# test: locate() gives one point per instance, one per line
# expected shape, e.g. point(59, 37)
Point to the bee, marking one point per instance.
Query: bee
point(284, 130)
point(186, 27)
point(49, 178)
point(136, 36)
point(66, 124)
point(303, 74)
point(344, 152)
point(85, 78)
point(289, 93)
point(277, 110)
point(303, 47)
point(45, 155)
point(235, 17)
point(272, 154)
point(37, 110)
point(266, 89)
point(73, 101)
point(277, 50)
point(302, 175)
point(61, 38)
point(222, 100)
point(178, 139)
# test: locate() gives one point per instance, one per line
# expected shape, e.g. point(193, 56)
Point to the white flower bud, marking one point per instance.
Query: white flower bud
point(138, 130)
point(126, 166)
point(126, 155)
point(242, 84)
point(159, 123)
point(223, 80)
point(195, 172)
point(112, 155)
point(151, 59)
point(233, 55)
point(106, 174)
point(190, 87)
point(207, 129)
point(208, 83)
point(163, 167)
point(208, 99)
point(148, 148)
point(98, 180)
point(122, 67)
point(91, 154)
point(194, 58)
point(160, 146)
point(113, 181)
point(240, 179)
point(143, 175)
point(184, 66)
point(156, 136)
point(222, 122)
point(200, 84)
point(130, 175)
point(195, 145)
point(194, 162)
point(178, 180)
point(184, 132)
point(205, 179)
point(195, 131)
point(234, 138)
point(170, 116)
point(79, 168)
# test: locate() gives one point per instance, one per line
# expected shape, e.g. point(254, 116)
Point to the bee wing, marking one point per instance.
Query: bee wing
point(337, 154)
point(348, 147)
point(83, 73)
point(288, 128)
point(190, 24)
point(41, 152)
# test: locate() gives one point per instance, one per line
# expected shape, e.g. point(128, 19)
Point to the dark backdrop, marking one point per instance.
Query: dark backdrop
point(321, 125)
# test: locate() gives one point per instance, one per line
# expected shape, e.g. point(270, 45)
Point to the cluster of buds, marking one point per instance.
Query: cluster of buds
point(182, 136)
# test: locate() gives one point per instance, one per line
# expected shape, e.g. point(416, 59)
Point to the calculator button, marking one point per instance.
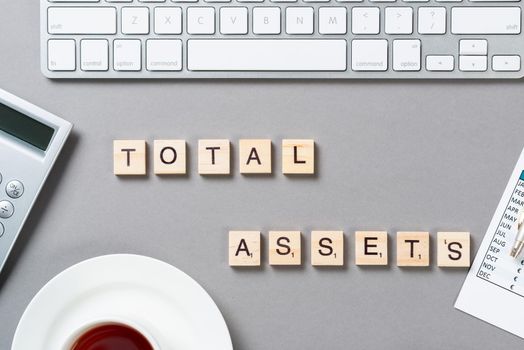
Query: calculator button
point(6, 209)
point(14, 189)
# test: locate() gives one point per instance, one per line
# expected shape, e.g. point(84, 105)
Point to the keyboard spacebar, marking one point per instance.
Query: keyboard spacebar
point(266, 55)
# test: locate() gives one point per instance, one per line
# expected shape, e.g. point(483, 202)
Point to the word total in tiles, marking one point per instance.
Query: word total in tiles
point(214, 157)
point(327, 248)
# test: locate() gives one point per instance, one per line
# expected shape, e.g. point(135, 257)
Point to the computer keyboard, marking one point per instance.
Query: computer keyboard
point(281, 39)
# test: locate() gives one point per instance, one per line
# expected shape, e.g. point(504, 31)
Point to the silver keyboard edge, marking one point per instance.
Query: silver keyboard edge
point(447, 44)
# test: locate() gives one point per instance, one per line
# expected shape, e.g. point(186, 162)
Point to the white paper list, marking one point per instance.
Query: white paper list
point(494, 288)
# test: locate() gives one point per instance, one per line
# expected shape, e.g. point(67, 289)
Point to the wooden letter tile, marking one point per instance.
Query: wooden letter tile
point(453, 249)
point(413, 248)
point(213, 157)
point(129, 157)
point(284, 248)
point(327, 248)
point(255, 156)
point(298, 156)
point(371, 248)
point(170, 157)
point(244, 248)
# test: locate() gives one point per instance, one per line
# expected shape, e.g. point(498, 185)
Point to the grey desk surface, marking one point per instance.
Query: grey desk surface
point(392, 155)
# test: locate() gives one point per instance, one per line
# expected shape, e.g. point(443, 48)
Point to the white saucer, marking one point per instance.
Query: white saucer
point(173, 308)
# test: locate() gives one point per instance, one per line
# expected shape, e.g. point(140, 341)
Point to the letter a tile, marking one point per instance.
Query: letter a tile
point(244, 248)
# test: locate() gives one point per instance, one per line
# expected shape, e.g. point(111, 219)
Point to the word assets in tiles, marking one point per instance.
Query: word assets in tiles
point(327, 248)
point(214, 157)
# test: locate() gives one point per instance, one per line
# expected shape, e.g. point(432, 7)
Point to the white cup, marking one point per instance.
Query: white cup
point(87, 326)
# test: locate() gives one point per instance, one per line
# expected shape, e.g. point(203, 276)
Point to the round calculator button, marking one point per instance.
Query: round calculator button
point(14, 189)
point(6, 209)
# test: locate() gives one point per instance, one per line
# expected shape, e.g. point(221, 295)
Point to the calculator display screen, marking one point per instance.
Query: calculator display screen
point(25, 128)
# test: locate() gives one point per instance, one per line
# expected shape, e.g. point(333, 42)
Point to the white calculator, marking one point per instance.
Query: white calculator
point(30, 141)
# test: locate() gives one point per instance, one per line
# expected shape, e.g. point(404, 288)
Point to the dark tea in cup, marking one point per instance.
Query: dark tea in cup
point(111, 336)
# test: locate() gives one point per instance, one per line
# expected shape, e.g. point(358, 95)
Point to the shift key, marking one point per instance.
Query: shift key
point(485, 20)
point(81, 20)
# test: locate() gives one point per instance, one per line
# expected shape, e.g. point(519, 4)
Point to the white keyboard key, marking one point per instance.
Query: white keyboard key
point(299, 20)
point(135, 20)
point(473, 47)
point(233, 20)
point(369, 55)
point(266, 20)
point(485, 20)
point(267, 55)
point(201, 20)
point(61, 55)
point(332, 20)
point(127, 55)
point(440, 63)
point(365, 20)
point(506, 63)
point(168, 20)
point(406, 55)
point(94, 55)
point(81, 20)
point(164, 55)
point(473, 63)
point(399, 20)
point(432, 20)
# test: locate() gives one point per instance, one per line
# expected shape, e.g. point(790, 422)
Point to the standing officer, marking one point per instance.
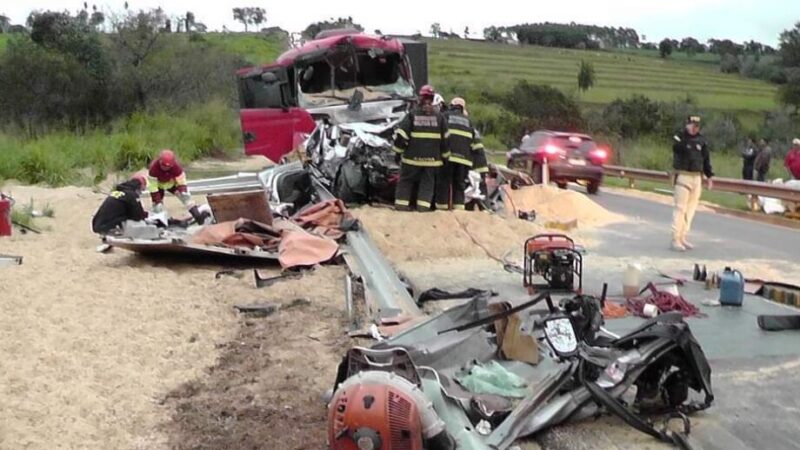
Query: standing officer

# INSTRUCTIONS TO FOLLOW:
State how many lines of the records above contain the string "computer", counting only matches with the same capitalization. Give the number alone.

# EXPECTED ANSWER:
2